(요청 사항) "the front door" 문구가 있는 행에서 시작해 "pixel 274 82" 문구가 있는 행까지 다시 적되, "photo" 자리에는 "image"를 넣고 나머지는 그대로 두세요. 그림은 빼고 적어 주세요.

(행 목록)
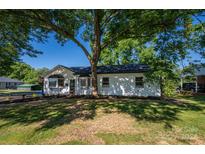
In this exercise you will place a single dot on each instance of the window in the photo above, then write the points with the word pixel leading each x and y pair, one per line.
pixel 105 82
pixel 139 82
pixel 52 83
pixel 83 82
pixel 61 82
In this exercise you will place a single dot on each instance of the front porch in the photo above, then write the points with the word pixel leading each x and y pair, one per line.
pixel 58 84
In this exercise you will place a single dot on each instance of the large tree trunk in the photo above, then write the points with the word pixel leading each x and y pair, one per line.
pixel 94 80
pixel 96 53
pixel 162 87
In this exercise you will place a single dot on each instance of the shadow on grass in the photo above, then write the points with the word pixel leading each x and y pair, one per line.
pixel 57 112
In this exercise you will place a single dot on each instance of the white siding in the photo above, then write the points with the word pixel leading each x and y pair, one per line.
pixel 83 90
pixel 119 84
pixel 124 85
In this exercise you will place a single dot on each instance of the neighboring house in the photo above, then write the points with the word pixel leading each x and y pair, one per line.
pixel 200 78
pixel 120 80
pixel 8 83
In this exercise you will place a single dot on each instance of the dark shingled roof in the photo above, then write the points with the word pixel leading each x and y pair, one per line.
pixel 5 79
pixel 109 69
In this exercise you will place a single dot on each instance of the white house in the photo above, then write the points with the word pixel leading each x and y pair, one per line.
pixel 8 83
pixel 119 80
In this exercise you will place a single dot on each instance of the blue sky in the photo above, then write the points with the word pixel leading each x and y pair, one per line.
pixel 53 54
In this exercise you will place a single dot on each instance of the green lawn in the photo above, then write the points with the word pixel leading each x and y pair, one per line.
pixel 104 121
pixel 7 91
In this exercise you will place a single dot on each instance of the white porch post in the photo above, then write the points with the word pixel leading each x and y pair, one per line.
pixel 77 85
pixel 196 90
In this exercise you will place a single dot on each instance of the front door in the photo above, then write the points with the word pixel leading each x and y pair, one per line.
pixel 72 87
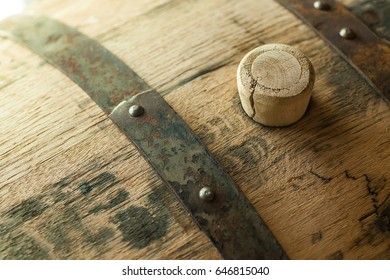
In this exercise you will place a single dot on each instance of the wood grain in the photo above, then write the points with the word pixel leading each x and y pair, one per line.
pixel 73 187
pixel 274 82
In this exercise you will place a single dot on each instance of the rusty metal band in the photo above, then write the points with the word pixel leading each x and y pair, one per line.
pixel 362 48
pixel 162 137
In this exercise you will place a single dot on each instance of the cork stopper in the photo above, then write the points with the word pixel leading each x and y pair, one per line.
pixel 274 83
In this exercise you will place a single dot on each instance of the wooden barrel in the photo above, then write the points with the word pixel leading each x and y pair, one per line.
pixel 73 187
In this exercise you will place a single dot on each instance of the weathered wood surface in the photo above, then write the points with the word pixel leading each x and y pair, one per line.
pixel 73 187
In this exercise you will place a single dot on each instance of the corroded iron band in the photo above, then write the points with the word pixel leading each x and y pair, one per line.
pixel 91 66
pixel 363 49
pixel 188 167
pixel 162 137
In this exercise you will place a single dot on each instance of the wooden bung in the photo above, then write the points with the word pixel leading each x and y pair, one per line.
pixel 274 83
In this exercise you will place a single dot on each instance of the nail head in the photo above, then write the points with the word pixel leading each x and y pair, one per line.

(아래 답변)
In this exercise you will place a single dot on each instance of the front door in the image above, then write the points with the word pixel leading each x and y pair, one per line.
pixel 72 87
In this exercise you will place a single dot on each instance of the wood grain in the image above, then write the points with the word pixel leading each x and y pair, one per line.
pixel 73 187
pixel 274 82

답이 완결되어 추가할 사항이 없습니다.